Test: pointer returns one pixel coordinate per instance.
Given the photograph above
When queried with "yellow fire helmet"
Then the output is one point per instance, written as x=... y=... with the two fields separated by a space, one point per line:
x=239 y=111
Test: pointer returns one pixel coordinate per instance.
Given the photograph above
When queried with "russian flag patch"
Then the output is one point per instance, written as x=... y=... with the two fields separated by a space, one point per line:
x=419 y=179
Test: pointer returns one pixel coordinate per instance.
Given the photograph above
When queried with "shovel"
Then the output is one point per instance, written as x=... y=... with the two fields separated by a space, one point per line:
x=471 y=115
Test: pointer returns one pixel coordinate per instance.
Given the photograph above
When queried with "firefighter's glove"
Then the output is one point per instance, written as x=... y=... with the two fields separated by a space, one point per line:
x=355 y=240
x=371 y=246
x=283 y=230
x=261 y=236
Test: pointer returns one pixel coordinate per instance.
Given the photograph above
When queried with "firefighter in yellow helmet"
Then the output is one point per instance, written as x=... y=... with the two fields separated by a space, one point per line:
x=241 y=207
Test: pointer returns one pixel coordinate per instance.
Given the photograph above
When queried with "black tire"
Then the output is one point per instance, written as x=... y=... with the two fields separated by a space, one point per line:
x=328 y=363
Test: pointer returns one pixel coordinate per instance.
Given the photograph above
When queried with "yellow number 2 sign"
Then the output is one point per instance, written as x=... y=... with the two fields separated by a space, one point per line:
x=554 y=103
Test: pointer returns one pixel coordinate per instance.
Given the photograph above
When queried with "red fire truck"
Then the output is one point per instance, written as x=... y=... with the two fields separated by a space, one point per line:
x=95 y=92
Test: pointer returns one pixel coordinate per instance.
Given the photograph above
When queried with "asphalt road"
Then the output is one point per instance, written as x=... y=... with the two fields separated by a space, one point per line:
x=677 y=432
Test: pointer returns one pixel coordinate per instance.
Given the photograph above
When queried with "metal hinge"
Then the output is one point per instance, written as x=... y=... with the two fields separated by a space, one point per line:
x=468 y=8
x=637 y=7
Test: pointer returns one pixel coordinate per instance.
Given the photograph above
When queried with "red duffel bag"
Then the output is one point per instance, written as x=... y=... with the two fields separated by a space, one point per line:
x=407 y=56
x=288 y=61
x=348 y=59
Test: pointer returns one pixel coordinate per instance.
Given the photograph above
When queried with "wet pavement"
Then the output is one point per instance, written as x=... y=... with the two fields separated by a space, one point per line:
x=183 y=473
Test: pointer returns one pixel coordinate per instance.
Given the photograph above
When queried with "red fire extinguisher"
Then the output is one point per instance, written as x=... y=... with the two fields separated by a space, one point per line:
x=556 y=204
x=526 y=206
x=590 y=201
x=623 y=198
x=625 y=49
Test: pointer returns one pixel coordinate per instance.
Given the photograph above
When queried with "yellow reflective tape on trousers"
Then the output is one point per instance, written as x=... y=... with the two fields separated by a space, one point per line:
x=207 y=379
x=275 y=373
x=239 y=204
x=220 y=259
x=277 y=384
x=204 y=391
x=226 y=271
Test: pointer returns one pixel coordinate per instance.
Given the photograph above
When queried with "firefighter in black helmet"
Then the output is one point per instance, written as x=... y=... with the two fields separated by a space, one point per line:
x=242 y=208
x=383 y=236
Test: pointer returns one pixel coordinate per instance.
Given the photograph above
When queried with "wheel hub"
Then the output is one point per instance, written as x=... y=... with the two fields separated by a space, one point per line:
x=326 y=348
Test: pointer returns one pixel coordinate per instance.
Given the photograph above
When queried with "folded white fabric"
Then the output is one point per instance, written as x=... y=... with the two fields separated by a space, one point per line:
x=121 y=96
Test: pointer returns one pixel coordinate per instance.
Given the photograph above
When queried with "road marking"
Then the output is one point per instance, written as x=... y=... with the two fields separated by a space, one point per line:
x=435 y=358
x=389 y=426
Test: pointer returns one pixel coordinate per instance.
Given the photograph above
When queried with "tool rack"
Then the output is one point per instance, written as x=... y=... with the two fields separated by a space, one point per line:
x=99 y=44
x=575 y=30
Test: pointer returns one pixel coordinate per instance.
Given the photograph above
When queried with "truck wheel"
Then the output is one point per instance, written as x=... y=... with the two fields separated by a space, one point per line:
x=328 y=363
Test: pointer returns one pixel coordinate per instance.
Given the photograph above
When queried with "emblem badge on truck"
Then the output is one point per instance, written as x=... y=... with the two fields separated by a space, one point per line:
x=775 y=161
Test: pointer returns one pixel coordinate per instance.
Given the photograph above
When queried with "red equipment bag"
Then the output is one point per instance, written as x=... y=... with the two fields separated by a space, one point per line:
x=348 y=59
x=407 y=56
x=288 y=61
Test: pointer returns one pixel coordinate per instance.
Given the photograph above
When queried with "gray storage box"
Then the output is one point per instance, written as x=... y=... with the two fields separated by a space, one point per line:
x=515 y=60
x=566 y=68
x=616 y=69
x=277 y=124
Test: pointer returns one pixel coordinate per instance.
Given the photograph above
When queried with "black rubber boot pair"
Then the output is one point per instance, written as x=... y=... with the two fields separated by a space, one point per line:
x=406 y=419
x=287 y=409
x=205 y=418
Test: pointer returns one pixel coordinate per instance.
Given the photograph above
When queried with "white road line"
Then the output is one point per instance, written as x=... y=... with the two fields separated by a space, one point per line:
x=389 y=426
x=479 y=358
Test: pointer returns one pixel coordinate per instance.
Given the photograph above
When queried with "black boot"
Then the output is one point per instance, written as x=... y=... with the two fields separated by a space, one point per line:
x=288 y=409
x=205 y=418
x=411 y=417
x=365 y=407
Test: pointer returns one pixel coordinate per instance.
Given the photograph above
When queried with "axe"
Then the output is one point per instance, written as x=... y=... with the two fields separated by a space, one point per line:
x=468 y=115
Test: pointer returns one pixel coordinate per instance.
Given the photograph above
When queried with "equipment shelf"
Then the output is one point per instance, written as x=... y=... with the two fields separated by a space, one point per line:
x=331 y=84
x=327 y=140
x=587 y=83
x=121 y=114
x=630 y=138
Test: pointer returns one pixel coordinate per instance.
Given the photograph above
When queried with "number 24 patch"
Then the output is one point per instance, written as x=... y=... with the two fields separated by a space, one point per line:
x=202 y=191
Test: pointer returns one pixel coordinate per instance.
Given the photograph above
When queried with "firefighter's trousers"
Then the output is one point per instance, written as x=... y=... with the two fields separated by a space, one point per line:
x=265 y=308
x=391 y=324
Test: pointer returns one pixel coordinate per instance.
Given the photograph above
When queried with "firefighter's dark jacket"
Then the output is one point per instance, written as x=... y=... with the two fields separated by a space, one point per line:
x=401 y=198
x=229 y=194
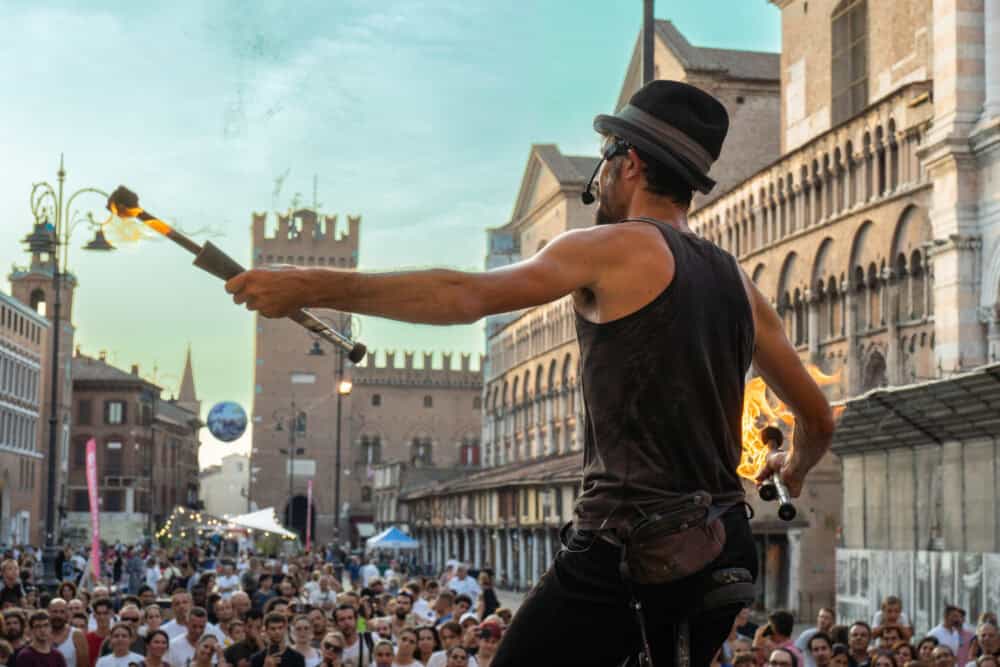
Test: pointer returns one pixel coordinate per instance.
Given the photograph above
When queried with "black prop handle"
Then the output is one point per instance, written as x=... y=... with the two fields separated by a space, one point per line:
x=215 y=261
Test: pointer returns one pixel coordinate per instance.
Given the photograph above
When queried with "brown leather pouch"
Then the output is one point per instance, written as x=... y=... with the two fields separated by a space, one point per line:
x=674 y=543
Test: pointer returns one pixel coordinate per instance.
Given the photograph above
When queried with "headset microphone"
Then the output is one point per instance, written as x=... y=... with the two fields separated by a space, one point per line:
x=587 y=196
x=618 y=147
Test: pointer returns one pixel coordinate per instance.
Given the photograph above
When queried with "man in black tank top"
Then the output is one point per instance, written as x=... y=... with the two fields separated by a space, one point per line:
x=668 y=326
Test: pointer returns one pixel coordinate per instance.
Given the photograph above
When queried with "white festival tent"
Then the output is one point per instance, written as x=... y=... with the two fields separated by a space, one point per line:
x=265 y=520
x=391 y=538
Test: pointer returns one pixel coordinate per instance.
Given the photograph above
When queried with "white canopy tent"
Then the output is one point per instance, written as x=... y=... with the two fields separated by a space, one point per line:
x=391 y=538
x=265 y=520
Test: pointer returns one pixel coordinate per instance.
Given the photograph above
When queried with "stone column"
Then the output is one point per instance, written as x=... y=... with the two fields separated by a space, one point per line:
x=812 y=303
x=794 y=568
x=851 y=325
x=522 y=558
x=498 y=567
x=510 y=556
x=992 y=333
x=991 y=12
x=537 y=558
x=762 y=222
x=891 y=294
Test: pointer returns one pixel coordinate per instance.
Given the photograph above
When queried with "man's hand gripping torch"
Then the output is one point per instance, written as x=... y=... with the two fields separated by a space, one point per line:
x=208 y=257
x=774 y=488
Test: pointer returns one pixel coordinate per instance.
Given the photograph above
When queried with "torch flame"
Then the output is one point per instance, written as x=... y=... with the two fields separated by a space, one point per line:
x=759 y=410
x=126 y=226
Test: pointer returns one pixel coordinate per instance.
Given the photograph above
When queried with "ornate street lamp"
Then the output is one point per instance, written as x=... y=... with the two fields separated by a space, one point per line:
x=47 y=203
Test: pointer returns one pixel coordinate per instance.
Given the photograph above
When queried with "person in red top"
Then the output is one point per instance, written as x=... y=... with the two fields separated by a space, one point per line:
x=102 y=614
x=40 y=652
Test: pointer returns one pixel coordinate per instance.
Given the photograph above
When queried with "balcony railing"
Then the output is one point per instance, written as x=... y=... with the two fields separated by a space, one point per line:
x=866 y=159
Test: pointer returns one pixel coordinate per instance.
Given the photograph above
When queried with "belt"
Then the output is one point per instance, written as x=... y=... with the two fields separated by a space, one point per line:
x=609 y=537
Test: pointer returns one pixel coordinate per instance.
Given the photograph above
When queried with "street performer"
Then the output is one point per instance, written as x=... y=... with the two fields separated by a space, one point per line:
x=659 y=558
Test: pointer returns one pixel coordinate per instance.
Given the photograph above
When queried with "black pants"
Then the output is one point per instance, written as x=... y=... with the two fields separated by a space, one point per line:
x=578 y=613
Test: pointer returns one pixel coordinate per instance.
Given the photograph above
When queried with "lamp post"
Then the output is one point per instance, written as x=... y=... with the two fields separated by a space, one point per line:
x=344 y=388
x=48 y=203
x=296 y=424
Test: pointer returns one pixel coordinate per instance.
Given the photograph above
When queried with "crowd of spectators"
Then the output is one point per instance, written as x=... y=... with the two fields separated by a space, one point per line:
x=192 y=607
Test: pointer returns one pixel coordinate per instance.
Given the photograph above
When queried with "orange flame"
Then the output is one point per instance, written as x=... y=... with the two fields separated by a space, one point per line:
x=760 y=410
x=124 y=226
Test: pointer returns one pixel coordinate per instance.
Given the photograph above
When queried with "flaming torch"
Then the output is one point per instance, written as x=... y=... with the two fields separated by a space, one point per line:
x=124 y=203
x=774 y=488
x=762 y=435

##########

Filter the data above by the word "number" and copy every line that matches.

When queried with "yellow number 2 sign"
When queried with "number 24 patch"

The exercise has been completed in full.